• **Gestellte Aufgabe A**
Auf welchen Servern spielt die Gruppe von Arosk laut der Forumsdiskussion über DayZ derzeit fast ausschließlich?
• **Gestellte Aufgabe B**
Bearbeiten Sie in der Forumsdiskussion über DayZ den Abschnitt von „## Arosk (16.“ bis „ist allgemein einfacher.“, und ersetzen Sie dabei „privaten Servern“ durch „öffentlichen Servern“.
• **Gestellte Aufgabe C**
Schreiben Sie die Forumsdiskussion über DayZ im Anschluss an ihren letzten Satz weiter.

• **Quellauszug**
==================================================

# Day Z Mitspieler gesucht!



## Idekoon (16. September 2012)

Hallo, 

ich spiele seit einiger Zeit den Arma II Mod DayZ. Allerdings macht das Spiel am meisten Spaß wenn man es mit anderen Leuten zusammen spielt und nicht wahllos von anderen abgeknallt wird.
Da keiner in meinem Freundeskreis das Spiel spielt, wollte ich mich hier einmal erkundigen, ob es vielleicht Leute gäbe die mit mir spielen möchten 

Liebe Grüße,

Idekoon


----------



## Arosk (16. September 2012)

Naja, wir sind ein paar Leute die regelmäßig zusammen spielen, aber wir spielen aktuell fast nur auf privaten Servern, also Server mit Passwörtern und privatem Hive. Dort hat man ziemlich guten Schutz vor Cheatern und Zusammenspiel ist allgemein einfacher.

==================================================

• **Gesammeltes Material**
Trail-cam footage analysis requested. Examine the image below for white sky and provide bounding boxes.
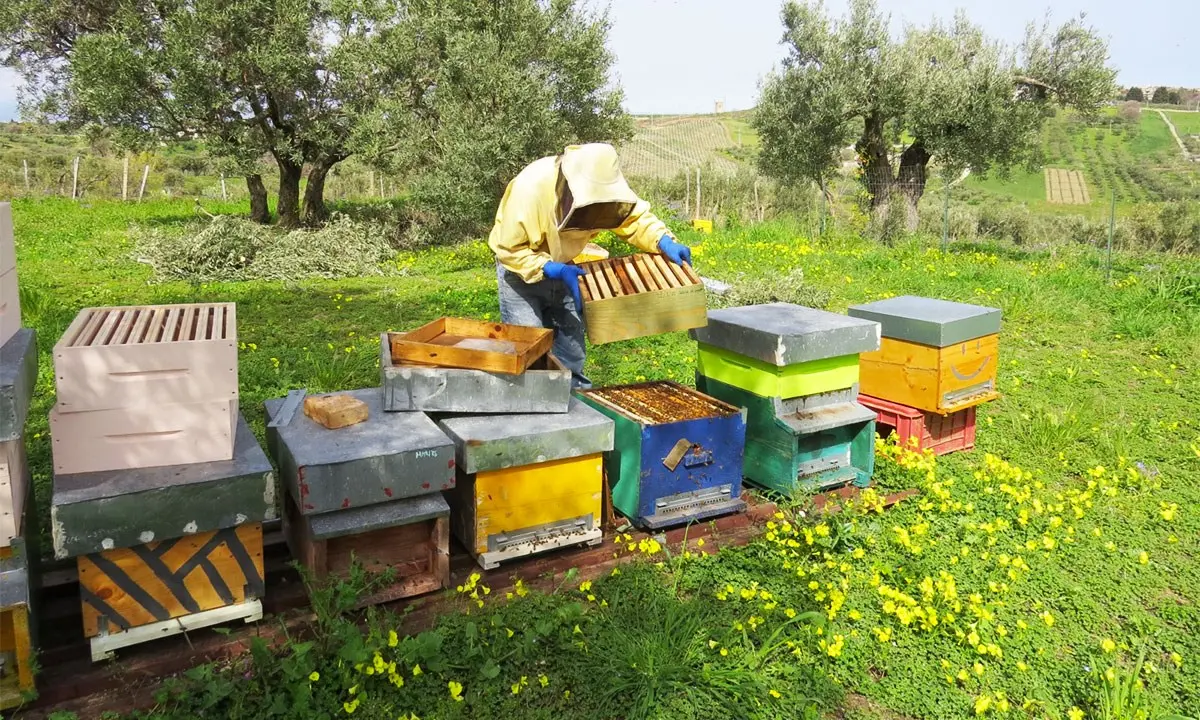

==================================================

• **Erwartete Ausgabe A**
Auf privaten Servern mit Passwörtern und privatem Hive.

• **Erwartete Ausgabe B**
## Arosk (16. September 2012)

Naja, wir sind ein paar Leute die regelmäßig zusammen spielen, aber wir spielen aktuell fast nur auf öffentlichen Servern, also Server mit Passwörtern und privatem Hive. Dort hat man ziemlich guten Schutz vor Cheatern und Zusammenspiel ist allgemein einfacher.

• **Erwartete Ausgabe C**
----------



## DjSnow (6. März 2014)

Wir suchen auch noch aber die SA Version!


----------



## johnp9 (20. Mai 2015)

Kann mir vielleicht jemadn helfen hier?  0x00d34ee8 verweist auf Speicher 0x00000000 kommt diese Fehlermeldung wenn ich das Spiel startenm will. hatte jemand das auch? ich hab überall nachgegooglet weiss nicht was ich machen soll.. ich hab deinstalliert neu installiert funktioniert alles nicht. Mein Pc ist neu und andere Games laufen auch.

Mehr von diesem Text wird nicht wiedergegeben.